Every line with "cyclist" in it must be copied from the data.

═════ Data provided ═════

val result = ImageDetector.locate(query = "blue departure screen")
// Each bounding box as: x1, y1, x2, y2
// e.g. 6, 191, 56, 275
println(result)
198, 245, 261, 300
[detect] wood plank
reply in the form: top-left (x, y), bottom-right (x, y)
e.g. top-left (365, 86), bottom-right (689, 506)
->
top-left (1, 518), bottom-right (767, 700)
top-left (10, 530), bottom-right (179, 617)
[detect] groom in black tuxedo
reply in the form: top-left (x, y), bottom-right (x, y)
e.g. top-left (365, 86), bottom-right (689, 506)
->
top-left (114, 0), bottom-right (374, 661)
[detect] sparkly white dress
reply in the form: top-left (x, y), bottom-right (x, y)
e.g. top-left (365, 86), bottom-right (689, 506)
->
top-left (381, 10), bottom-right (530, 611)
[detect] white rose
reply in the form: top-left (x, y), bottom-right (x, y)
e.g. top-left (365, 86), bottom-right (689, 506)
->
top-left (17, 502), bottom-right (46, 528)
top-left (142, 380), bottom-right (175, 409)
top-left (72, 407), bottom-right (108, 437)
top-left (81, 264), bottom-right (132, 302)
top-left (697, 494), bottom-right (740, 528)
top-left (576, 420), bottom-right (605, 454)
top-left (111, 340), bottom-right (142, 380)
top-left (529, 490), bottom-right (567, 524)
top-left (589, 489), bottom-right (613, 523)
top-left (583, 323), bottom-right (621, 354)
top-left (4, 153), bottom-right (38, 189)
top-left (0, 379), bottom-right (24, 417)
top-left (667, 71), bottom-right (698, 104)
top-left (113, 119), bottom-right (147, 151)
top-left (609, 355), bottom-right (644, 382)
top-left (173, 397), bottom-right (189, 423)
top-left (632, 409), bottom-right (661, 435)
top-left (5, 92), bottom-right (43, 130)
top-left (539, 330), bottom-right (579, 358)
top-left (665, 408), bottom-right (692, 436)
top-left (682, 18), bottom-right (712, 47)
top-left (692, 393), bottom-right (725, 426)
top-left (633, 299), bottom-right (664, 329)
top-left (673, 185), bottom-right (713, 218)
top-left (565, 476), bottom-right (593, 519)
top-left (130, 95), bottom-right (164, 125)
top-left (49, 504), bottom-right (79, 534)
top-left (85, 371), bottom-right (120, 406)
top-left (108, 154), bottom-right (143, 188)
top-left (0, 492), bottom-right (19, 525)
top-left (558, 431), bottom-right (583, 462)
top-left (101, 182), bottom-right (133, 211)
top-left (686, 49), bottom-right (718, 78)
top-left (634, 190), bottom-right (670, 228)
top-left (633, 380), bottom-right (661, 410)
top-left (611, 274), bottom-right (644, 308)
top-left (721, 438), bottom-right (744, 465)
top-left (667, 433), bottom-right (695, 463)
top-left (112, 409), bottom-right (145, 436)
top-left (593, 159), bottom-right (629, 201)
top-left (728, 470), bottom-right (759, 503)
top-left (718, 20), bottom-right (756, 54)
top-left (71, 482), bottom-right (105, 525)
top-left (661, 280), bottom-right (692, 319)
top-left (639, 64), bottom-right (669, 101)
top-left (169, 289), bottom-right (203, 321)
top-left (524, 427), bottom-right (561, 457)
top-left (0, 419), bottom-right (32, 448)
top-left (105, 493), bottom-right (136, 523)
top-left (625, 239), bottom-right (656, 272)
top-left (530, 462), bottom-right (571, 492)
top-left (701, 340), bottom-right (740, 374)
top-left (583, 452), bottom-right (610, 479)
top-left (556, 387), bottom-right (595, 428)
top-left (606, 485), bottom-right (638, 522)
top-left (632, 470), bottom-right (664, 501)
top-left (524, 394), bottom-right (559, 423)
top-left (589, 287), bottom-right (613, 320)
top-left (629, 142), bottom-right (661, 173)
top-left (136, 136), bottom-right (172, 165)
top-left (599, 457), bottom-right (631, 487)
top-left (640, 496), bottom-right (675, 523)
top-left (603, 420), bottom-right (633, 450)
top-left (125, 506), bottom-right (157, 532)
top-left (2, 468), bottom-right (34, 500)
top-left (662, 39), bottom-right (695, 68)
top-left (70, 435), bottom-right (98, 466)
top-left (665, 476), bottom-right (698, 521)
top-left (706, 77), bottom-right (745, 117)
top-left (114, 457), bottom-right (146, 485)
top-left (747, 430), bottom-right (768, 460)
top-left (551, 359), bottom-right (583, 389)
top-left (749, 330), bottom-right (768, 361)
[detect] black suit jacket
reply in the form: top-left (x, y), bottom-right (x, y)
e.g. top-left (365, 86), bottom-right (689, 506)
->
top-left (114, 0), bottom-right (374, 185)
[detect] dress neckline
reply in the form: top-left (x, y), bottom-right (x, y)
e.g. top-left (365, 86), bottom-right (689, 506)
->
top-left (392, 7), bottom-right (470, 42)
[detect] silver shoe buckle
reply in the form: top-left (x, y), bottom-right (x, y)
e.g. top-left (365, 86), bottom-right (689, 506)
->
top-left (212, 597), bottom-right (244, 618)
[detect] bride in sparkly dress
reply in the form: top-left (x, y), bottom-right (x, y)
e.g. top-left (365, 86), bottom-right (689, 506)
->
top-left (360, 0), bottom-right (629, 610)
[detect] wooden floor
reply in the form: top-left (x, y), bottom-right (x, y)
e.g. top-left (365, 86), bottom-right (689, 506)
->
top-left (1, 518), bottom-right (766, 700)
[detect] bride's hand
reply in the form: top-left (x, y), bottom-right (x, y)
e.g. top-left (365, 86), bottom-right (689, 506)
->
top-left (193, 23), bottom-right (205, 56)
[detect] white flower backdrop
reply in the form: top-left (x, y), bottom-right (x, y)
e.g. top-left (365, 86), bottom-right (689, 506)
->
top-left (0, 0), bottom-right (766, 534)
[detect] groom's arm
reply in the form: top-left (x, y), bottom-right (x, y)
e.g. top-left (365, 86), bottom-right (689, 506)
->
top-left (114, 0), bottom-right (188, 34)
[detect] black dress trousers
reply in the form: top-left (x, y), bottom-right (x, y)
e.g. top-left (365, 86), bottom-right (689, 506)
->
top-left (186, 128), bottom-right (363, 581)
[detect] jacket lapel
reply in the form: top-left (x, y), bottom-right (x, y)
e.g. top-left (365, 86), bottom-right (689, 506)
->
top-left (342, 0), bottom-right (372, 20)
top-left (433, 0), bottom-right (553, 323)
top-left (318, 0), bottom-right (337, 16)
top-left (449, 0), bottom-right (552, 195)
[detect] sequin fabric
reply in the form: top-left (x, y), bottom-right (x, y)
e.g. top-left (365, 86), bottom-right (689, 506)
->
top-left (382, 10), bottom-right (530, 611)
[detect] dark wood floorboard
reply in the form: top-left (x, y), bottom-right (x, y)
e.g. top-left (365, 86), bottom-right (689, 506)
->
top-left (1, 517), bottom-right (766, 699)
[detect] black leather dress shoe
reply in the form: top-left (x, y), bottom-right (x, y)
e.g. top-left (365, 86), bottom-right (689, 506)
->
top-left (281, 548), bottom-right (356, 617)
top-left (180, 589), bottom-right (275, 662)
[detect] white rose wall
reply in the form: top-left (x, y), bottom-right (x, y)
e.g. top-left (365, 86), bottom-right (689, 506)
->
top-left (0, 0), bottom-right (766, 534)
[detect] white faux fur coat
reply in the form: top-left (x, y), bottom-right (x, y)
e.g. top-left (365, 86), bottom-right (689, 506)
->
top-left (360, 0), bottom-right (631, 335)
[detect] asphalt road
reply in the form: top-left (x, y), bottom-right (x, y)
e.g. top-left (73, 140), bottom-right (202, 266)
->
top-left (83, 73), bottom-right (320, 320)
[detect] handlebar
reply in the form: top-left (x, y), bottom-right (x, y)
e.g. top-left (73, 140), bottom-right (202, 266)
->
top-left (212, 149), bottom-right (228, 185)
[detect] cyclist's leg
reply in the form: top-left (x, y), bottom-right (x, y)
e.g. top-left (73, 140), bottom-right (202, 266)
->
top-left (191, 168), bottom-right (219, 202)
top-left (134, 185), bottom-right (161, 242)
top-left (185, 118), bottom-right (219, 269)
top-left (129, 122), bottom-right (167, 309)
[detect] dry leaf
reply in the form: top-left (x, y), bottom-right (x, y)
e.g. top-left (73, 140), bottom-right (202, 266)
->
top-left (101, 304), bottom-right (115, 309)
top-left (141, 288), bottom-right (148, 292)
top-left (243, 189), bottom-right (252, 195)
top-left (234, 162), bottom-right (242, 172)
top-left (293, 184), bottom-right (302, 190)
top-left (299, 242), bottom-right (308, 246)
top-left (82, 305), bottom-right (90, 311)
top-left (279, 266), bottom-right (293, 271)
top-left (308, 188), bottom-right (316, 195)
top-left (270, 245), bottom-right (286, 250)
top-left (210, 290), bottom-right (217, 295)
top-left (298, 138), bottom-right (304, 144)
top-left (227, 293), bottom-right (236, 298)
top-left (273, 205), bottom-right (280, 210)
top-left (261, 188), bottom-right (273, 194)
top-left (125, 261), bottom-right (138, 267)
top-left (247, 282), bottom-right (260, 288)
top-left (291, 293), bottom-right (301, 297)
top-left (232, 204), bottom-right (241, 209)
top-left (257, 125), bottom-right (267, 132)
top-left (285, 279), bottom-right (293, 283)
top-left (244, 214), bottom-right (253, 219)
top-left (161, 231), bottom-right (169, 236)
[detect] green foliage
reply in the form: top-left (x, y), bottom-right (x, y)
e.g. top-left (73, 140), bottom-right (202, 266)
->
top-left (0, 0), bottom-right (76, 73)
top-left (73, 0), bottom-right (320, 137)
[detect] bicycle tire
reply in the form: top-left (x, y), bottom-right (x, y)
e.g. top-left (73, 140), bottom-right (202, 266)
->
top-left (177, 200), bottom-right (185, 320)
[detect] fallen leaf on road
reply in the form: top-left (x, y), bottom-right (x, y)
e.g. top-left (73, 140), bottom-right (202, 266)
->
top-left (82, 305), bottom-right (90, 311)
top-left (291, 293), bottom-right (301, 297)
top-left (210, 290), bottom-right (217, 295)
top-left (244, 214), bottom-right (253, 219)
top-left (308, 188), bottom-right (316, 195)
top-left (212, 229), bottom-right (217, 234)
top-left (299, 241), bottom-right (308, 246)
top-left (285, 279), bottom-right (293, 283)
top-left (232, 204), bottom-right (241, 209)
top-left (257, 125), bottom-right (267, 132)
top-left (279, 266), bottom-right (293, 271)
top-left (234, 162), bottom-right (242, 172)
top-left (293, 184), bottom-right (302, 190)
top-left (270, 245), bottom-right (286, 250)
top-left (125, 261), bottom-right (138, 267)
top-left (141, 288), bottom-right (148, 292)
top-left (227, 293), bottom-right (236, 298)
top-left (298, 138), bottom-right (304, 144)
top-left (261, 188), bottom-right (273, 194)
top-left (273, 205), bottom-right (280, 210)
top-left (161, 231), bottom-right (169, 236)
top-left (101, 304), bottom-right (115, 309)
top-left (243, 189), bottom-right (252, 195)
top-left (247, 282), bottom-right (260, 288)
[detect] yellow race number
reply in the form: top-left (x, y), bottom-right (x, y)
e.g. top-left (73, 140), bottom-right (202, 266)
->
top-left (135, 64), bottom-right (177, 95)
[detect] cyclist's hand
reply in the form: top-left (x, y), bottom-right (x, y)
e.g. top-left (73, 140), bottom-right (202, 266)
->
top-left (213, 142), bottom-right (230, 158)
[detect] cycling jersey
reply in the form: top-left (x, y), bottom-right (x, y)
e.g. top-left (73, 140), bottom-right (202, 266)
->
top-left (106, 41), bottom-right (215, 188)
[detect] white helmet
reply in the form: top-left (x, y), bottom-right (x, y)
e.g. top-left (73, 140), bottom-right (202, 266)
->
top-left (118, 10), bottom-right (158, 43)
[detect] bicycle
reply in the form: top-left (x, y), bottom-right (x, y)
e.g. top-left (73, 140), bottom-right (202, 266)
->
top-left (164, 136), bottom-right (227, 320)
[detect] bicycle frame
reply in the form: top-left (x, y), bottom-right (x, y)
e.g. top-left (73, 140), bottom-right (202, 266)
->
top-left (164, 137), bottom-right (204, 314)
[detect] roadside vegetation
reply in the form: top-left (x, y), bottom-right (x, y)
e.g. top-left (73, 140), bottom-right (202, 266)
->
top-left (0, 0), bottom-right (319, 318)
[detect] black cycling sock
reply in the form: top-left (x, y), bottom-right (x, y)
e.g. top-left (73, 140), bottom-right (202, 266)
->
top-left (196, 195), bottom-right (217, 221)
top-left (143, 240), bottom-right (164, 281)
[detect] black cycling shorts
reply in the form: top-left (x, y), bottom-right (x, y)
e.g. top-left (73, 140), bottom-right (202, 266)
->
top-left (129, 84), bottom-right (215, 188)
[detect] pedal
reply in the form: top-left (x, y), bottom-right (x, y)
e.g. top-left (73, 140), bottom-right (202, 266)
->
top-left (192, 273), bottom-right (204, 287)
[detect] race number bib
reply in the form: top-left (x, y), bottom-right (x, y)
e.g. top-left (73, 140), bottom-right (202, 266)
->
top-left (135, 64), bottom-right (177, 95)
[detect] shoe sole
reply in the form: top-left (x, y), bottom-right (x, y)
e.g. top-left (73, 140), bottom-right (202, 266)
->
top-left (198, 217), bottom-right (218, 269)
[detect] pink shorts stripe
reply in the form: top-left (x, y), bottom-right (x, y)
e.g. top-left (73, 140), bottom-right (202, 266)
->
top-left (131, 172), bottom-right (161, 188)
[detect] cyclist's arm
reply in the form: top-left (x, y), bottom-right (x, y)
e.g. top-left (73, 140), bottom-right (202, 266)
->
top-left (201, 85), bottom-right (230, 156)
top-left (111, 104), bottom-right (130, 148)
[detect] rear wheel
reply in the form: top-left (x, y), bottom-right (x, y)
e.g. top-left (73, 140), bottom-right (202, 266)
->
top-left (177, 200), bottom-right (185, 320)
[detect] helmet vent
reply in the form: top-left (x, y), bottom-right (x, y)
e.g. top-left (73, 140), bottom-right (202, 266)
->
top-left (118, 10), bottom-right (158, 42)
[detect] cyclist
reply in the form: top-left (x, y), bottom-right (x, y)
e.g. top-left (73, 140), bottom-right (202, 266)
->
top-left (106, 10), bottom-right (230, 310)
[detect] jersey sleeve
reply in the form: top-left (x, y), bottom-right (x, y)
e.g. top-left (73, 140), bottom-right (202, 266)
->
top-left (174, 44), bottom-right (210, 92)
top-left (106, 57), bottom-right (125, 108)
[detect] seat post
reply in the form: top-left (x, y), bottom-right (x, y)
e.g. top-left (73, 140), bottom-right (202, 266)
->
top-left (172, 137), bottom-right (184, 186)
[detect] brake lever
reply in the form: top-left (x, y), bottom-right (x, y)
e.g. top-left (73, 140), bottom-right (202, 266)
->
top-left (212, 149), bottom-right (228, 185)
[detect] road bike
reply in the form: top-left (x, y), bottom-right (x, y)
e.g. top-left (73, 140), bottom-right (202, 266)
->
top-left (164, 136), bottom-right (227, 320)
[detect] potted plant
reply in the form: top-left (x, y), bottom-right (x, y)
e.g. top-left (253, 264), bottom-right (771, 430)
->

═════

### Solution for this exercise
[detect] cyclist's leg
[detect] cyclist's hand
[detect] cyclist's arm
[detect] cyclist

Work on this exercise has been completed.